(Dataset entries)
>> BEGIN

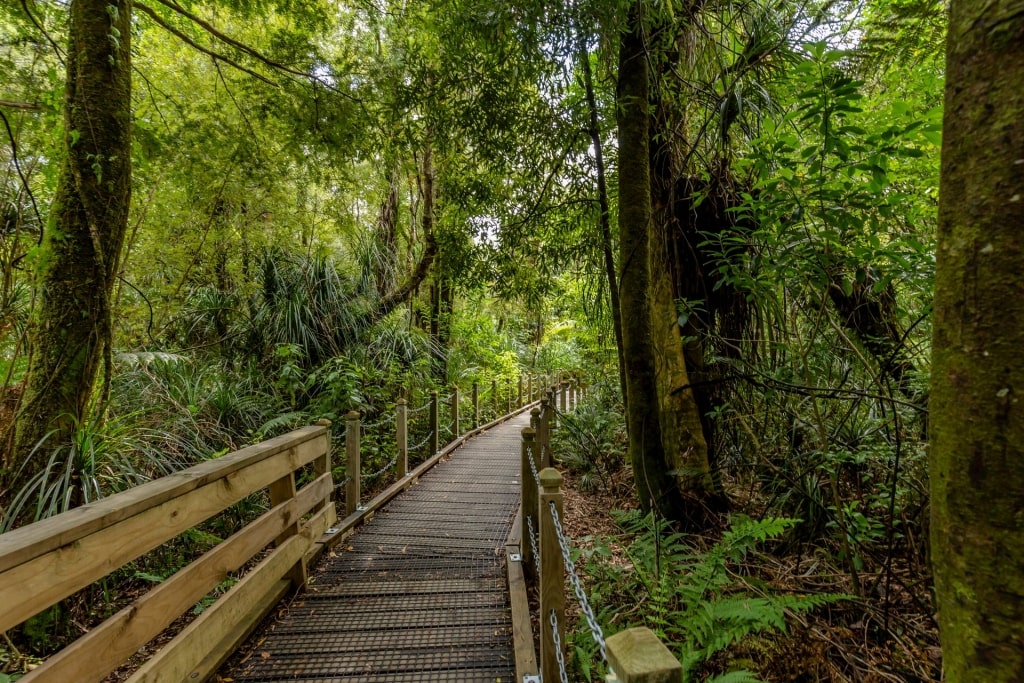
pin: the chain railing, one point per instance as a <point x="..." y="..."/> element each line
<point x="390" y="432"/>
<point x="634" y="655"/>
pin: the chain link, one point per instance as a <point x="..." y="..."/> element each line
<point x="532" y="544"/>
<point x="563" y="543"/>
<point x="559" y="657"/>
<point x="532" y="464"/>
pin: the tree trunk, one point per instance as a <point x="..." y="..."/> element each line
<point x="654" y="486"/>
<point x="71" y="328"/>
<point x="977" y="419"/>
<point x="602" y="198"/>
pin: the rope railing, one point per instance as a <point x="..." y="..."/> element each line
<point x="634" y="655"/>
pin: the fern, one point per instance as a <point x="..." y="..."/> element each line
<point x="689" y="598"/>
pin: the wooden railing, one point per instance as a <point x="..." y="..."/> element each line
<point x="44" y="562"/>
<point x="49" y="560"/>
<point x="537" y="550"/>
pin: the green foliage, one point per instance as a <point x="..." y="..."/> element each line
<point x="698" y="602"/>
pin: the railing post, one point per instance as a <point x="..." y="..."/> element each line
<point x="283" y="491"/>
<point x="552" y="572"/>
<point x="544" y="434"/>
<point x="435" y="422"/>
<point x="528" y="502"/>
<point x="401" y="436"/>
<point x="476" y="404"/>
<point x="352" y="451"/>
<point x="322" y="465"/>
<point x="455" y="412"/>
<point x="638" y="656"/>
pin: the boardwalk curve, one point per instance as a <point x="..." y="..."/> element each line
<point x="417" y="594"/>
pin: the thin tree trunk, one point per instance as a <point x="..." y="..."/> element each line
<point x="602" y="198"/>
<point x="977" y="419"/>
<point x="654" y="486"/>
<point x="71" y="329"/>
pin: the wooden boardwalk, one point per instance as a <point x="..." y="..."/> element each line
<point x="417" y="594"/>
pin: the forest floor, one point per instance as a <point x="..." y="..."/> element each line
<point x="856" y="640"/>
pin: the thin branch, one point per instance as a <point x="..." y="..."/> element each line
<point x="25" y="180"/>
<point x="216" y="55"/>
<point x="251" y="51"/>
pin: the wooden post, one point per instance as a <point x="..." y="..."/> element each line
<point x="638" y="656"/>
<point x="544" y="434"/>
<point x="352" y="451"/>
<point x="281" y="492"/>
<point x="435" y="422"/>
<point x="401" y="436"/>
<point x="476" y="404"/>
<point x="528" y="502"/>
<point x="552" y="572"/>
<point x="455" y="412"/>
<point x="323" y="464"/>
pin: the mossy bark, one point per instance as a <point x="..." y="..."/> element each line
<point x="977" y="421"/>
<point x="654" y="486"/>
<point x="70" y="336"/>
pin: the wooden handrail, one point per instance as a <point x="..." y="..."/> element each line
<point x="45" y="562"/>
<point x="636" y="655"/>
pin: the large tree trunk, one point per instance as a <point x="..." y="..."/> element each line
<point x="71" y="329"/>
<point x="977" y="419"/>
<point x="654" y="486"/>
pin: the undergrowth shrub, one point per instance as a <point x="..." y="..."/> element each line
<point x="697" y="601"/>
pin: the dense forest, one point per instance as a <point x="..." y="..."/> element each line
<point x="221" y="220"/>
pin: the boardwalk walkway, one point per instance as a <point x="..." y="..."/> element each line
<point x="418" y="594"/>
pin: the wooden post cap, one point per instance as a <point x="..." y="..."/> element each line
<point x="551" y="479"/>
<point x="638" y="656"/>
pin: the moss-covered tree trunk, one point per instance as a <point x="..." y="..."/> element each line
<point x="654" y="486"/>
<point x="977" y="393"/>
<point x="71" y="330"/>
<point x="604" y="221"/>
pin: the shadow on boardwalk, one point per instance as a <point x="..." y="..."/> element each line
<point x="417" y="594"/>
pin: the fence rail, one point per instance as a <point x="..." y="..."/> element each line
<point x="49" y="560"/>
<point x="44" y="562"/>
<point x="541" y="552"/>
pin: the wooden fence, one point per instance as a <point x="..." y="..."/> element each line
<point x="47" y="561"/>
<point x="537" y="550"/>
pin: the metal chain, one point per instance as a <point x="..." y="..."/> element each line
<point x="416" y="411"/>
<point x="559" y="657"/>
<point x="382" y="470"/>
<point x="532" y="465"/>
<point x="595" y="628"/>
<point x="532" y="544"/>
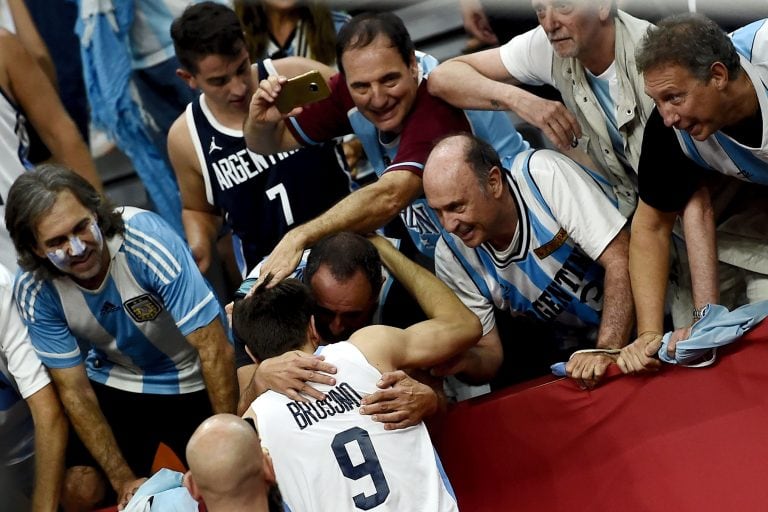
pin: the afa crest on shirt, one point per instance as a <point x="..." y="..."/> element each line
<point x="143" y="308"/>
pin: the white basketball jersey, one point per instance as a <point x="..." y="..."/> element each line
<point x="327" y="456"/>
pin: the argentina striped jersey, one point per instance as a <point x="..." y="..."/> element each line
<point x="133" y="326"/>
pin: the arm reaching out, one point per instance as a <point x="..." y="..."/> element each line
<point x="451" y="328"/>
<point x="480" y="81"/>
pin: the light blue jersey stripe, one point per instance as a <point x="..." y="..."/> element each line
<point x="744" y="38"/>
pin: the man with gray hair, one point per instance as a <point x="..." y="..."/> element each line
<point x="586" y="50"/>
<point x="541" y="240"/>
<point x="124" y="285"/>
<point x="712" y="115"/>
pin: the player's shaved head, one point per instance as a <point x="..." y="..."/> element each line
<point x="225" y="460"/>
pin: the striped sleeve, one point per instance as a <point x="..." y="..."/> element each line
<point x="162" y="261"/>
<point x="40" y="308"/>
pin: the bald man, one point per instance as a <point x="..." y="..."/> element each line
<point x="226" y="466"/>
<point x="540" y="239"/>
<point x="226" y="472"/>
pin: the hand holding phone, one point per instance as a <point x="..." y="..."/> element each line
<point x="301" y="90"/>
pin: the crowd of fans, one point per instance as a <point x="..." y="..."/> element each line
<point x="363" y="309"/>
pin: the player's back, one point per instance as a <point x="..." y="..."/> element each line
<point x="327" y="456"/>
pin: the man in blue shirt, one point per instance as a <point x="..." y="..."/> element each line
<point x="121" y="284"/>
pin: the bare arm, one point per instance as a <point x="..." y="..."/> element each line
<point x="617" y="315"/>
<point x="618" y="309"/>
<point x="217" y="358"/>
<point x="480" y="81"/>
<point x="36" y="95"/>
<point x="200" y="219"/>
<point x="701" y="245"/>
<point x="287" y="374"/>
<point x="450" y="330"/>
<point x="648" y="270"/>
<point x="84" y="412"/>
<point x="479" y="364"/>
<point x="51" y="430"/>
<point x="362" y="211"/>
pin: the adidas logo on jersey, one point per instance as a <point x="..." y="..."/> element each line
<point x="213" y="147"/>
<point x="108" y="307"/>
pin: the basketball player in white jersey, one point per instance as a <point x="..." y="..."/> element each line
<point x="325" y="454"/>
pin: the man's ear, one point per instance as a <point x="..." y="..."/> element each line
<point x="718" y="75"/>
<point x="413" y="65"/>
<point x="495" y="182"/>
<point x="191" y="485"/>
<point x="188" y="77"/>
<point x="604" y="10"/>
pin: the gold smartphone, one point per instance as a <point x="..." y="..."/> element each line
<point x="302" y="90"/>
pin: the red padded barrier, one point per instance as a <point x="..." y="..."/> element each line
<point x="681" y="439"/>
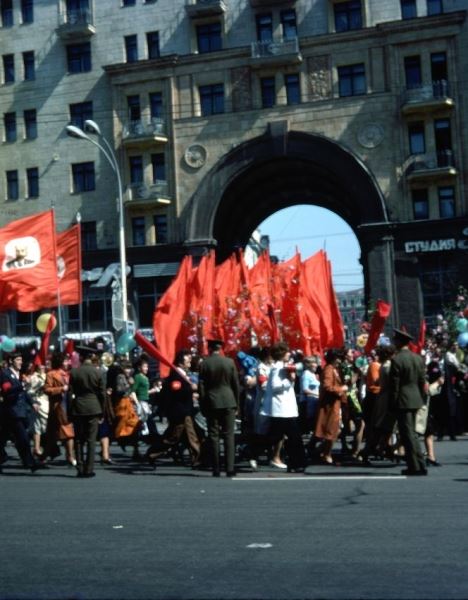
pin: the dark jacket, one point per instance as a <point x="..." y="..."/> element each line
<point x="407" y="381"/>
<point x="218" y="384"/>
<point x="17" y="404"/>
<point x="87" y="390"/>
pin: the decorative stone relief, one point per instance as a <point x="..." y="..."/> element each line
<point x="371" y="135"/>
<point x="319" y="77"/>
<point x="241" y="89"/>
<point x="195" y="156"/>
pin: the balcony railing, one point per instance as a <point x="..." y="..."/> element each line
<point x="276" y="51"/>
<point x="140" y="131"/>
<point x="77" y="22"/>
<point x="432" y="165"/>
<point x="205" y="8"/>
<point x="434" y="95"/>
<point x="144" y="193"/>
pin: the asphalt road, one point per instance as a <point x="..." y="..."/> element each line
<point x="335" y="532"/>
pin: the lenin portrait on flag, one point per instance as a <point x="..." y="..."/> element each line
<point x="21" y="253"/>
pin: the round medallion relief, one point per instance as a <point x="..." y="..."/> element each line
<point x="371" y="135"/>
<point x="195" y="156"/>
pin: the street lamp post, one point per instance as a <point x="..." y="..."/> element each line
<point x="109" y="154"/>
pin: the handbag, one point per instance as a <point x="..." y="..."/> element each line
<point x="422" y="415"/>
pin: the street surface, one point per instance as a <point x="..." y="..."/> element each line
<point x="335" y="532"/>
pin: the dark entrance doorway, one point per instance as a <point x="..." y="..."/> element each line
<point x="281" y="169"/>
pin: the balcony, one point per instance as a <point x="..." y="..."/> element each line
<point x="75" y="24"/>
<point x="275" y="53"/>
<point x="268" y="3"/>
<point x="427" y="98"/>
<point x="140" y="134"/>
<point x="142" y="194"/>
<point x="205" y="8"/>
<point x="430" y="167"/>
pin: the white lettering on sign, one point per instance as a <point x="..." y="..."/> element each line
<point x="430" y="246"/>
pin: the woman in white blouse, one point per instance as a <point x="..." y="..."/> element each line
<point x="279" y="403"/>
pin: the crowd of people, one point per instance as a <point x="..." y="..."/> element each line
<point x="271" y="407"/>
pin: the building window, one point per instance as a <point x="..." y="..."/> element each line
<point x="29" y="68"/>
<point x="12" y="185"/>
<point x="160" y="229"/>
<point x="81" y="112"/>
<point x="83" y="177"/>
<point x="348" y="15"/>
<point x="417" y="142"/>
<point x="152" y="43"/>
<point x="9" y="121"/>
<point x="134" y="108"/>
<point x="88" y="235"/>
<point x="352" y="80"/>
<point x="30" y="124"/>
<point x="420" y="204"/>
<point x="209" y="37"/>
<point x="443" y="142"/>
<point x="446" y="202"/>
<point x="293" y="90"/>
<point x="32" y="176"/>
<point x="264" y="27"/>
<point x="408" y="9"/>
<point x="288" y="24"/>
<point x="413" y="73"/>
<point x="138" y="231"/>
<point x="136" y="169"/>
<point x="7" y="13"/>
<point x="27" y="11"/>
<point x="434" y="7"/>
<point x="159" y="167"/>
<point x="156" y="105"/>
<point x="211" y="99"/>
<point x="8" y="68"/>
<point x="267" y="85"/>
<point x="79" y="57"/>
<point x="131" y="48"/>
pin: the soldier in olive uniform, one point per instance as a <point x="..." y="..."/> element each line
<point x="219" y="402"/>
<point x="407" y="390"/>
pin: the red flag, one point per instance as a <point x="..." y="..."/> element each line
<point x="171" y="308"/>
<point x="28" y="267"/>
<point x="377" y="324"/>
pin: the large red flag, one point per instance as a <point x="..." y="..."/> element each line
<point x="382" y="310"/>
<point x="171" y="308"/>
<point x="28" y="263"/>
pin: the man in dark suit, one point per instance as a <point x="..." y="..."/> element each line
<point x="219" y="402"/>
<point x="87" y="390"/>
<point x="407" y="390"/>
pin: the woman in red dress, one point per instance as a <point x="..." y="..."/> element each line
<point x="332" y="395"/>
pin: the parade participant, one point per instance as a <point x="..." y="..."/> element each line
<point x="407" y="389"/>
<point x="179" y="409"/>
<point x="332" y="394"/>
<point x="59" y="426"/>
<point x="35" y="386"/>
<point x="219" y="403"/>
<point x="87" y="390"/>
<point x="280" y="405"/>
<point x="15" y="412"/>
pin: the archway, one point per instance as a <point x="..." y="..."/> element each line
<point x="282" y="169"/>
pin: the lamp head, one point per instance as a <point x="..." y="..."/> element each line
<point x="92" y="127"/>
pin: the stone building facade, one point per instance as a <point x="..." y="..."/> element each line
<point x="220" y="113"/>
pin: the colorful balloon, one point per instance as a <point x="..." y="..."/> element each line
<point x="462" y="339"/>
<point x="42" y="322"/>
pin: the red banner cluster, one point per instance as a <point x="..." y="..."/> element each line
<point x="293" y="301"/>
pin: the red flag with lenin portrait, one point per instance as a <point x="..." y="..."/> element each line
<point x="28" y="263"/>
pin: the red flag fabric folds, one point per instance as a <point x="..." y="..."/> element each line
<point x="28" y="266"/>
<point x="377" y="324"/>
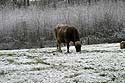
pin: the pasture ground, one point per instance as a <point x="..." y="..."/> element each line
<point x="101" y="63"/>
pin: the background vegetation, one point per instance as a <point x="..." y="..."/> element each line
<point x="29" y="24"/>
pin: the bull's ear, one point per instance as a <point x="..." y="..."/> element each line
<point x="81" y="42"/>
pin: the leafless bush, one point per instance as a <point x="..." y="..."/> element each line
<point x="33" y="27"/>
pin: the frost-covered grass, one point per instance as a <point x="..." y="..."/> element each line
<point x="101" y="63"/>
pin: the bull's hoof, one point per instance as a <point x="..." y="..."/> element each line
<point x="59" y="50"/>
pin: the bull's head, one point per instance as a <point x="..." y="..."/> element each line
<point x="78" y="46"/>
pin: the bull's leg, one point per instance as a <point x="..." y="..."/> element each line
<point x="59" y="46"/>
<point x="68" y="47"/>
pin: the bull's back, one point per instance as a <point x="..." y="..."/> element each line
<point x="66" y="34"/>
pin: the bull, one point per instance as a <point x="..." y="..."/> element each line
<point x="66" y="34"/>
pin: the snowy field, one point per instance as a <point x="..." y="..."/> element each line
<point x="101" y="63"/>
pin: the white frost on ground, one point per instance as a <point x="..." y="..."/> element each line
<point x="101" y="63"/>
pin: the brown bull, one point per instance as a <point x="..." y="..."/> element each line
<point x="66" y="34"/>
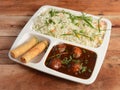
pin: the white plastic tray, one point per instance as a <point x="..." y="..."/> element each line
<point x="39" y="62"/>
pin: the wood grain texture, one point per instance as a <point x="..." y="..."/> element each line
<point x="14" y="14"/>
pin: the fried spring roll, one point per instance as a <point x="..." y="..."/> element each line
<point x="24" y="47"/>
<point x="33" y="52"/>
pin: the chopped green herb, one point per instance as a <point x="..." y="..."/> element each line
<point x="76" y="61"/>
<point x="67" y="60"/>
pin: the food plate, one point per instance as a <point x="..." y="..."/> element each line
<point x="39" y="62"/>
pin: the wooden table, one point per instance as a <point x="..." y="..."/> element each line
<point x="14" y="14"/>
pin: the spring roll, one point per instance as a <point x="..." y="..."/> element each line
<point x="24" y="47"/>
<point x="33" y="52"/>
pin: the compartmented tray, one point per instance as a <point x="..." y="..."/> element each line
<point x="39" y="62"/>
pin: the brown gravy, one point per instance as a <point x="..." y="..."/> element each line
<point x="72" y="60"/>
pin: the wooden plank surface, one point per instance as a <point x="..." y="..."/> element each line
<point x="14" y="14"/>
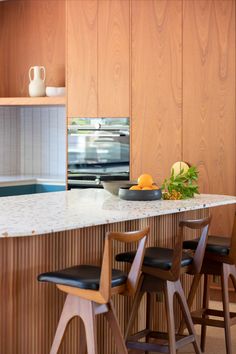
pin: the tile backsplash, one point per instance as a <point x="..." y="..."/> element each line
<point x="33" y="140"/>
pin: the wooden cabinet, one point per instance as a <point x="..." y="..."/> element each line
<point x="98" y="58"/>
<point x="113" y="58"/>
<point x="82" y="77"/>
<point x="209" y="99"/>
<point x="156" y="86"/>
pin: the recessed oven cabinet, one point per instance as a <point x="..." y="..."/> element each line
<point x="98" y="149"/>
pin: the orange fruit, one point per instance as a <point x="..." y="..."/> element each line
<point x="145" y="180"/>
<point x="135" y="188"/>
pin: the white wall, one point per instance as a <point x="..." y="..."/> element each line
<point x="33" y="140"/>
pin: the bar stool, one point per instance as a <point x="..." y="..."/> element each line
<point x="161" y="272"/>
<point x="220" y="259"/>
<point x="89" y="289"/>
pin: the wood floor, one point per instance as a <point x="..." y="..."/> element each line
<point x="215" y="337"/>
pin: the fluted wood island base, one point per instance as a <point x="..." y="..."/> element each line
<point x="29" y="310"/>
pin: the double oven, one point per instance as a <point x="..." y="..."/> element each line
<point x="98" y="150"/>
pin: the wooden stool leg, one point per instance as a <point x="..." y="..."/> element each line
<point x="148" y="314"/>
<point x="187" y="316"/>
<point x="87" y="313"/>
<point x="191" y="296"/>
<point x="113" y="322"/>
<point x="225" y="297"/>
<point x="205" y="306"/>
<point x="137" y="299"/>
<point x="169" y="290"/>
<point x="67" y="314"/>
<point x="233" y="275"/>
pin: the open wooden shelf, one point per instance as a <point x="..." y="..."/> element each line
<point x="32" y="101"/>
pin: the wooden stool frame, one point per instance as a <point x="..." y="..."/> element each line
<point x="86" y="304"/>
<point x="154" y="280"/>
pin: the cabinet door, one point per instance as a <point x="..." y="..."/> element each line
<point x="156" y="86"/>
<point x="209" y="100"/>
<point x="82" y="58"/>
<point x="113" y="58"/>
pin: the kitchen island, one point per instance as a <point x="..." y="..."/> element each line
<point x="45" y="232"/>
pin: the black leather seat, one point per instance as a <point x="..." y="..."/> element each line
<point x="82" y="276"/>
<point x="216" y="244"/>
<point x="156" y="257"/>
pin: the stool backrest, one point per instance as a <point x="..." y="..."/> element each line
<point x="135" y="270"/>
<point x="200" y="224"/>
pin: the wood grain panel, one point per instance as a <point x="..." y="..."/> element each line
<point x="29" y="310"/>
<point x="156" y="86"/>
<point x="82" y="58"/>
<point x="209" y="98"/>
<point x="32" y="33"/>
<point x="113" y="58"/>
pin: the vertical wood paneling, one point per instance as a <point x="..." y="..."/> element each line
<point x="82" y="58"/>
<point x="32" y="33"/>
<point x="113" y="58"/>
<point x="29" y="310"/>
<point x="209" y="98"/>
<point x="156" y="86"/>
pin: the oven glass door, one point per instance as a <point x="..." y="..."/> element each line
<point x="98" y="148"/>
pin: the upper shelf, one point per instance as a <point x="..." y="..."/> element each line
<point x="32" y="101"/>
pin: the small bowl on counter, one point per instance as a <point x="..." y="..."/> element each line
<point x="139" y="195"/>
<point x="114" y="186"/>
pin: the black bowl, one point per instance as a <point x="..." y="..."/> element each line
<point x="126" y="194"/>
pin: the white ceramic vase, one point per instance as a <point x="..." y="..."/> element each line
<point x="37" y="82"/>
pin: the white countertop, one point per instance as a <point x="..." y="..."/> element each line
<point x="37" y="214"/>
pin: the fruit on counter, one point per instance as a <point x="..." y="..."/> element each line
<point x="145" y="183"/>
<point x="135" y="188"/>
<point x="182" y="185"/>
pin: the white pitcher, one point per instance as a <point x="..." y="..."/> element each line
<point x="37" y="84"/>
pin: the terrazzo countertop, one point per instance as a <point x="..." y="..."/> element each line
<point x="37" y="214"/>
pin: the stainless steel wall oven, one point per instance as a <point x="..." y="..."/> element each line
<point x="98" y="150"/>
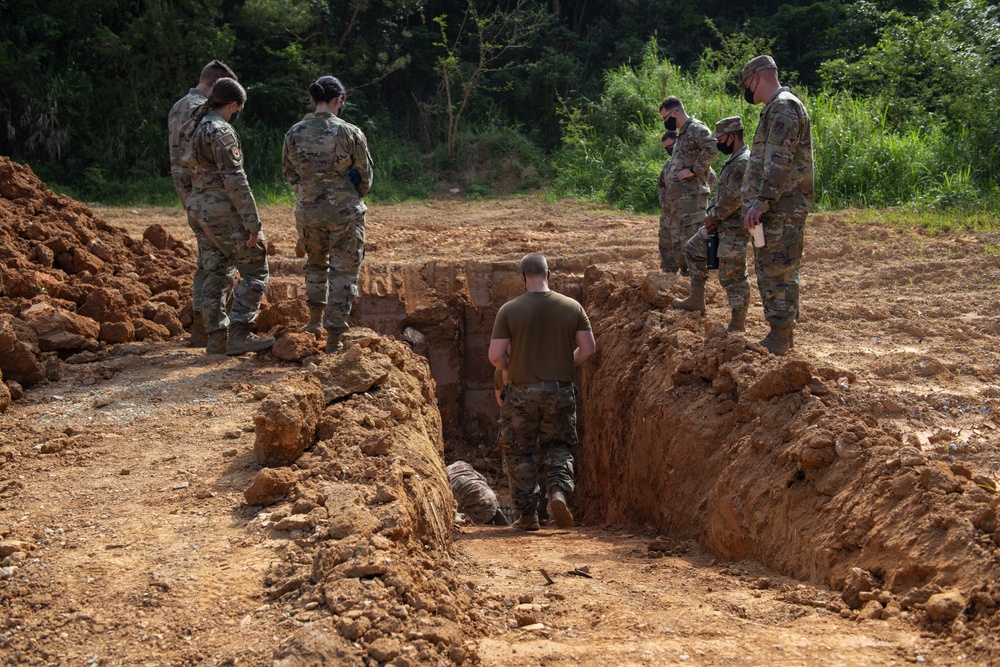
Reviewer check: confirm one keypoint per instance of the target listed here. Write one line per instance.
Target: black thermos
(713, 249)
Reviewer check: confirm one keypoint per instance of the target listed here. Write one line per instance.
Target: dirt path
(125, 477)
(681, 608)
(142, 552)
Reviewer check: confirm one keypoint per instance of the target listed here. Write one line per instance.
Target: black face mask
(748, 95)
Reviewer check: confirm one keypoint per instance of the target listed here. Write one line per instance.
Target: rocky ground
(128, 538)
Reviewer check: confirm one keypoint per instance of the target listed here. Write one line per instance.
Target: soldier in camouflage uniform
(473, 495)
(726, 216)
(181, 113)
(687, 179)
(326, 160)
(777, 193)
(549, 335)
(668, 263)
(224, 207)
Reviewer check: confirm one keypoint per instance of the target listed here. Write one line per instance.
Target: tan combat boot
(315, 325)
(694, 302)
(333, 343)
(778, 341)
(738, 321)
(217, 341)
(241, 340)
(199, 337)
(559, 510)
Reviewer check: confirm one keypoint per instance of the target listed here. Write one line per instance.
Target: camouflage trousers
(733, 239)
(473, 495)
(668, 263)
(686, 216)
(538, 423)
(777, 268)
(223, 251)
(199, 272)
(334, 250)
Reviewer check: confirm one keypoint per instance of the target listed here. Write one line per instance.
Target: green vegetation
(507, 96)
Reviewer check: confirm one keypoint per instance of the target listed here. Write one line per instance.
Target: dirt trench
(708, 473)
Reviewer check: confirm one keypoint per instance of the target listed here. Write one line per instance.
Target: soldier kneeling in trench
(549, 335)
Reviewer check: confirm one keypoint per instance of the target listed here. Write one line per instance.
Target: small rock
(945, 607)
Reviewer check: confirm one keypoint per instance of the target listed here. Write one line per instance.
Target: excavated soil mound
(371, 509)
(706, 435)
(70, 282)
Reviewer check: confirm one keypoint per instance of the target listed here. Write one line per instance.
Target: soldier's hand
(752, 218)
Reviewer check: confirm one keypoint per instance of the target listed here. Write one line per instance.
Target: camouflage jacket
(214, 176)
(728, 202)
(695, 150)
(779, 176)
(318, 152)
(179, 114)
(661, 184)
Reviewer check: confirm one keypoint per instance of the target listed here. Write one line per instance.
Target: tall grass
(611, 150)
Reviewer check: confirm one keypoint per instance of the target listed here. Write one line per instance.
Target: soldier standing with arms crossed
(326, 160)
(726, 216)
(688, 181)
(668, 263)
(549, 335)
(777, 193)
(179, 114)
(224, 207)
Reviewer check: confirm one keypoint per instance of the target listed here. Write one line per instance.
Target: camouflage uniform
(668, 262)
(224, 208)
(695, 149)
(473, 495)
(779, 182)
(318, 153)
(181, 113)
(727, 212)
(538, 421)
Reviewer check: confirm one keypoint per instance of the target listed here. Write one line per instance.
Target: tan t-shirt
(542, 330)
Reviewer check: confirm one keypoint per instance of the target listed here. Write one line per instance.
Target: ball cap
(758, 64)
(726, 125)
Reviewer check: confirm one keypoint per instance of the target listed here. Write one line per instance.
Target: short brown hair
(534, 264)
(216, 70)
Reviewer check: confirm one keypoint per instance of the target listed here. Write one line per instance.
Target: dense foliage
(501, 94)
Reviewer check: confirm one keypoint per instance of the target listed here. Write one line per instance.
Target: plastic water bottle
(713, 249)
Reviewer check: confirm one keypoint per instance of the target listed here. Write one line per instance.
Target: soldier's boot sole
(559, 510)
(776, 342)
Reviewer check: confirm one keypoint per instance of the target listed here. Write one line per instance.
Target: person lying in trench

>> END

Select each line in the entries above that contains the word "jacket", and copy those lines out. Matching is case-sensitive.

pin: the dark jacket, one point per instance as a <point x="..." y="..."/> element each line
Target: camouflage jacket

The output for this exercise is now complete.